### [Provided text]
Wednesday, December 17, 2008

I'd like to give Burger King a Whopper...

From the files of "Are You Fucking Kidding Me?", comes the latest advertising campaign from Burger King. I heard about this a few days ago, but had no idea just how royally screwed up it was until I actually saw it:



It's really amazing to see everything that is so horribly wrong with our American consumerist culture in one defining moment. This really has it all - cultural insensitivity, jingoistic arrogance and toxic dumping. I mean - the country is in the middle of a rising obesity epidemic and Burger King is forcing its crappy food on indigenous people for the sole purpose of proving... that McDonalds sucks. How about this? Both hamburgers suck, and people shouldn't eat either of them. Where's that fucking taste test?

Not to mention the whole video has an air of "oh, look at the silly brown people in their funny costumes trying to eat a hamburger. Aren't they so... cute?" To hell with it - it's not "culturally insensitive", it's fucking racist. It's like something that would be on the Chappelle Show as a joke.

Did I mention the video is called The Whopper Virgins? Yes, because if it wasn't already dehumanizing enough, there's now a sexual context in which Burger King is somehow "devirginizing" these people. There's a whole new level of the wonderful implications that go along with that term.

Doesn't everyone dream that their first time will be with Burger King?

(If you can't tell by now, I am actually getting angrier and angrier as I write this.)

If all that wasn't enough, the worst part of all this was outlined by Tom Hundley of the Chicago Tribune:

"While [Burger King] spent millions of dollars happily tracking down people with no 'hamburger awareness' the Food and Agriculture Organization of the United Nations has to go begging because they can only get one-thirtieth of the money they need to rebuild the developing world's shattered food systems," said Food First, an advocacy group that fights hunger.


Uh... yeah.

Incidentally, Stacy Peralta, who directed this nonsense, has done some great documentaries - namely, Dogtown and Z-Boys and the equally excellent Riding Giants, but he really should be ashamed to be involved in such a horrible, horrible campaign. This isn't "selling out" - this is selling your soul, and there is a difference.

Point localization data:

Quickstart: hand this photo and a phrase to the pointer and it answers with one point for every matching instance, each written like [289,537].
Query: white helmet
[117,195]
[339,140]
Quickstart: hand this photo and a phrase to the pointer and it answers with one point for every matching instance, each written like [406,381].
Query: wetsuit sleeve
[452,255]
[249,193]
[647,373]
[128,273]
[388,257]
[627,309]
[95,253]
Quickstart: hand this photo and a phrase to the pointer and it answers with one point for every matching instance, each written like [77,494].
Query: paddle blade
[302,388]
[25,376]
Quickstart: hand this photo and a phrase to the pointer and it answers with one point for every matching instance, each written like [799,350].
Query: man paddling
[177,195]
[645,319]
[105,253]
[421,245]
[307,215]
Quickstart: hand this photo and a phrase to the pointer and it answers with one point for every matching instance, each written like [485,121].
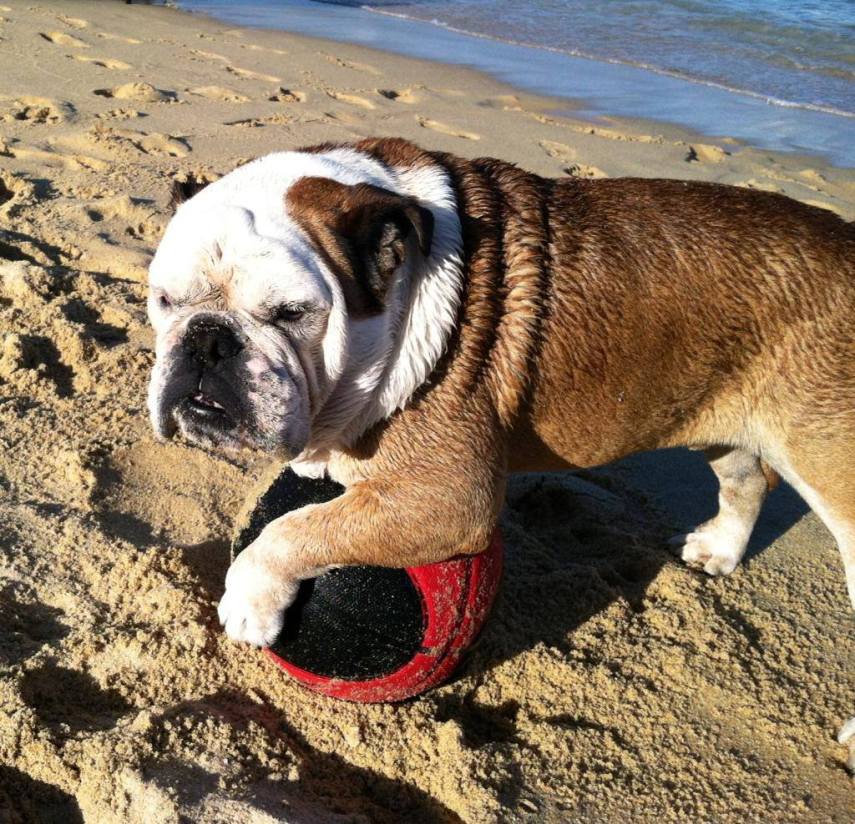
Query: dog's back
[692,313]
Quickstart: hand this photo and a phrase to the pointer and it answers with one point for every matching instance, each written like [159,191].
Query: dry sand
[611,685]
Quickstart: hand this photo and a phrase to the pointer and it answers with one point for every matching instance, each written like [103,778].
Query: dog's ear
[363,231]
[184,186]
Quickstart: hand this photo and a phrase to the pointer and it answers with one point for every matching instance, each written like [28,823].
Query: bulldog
[416,326]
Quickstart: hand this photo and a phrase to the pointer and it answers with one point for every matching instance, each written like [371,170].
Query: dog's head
[256,287]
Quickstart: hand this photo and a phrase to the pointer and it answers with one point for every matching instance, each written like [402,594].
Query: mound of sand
[611,684]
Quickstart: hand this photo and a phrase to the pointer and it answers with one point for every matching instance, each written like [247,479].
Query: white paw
[253,606]
[846,736]
[707,551]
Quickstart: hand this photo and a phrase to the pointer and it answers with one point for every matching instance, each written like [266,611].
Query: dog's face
[253,305]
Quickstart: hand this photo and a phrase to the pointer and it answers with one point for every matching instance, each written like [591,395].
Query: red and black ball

### [Tasks to perform]
(1) For each statement, say whether it agrees with the blog post about the Burger King campaign. Answer yes or no, and quote the deciding words of the post. (a) The video is called The Whopper Virgins. (b) Stacy Peralta of the Chicago Tribune outlined the worst part of the campaign. (c) Stacy Peralta made a documentary called Riding Giants.
(2) In the blog post about the Burger King campaign, which advocacy group is quoted on the funding of the Food and Agriculture Organization of the United Nations?
(3) Reproduce the blog post about the Burger King campaign from "(If you can't" up to and including "Uh... yeah.".

### [Answers in order]
(1)
(a) Yes: "Did I mention the video is called The Whopper Virgins?"
(b) No: "the worst part of all this was outlined by Tom Hundley of the Chicago Tribune"
(c) Yes: "Stacy Peralta, who directed this nonsense, has done some great documentaries - namely, Dogtown and Z-Boys and the equally excellent Riding Giants"

(2) Food First, an advocacy group that fights hunger.

(3)
(If you can't tell by now, I am actually getting angrier and angrier as I write this.)

If all that wasn't enough, the worst part of all this was outlined by Tom Hundley of the Chicago Tribune:

"While [Burger King] spent millions of dollars happily tracking down people with no 'hamburger awareness' the Food and Agriculture Organization of the United Nations has to go begging because they can only get one-thirtieth of the money they need to rebuild the developing world's shattered food systems," said Food First, an advocacy group that fights hunger.


Uh... yeah.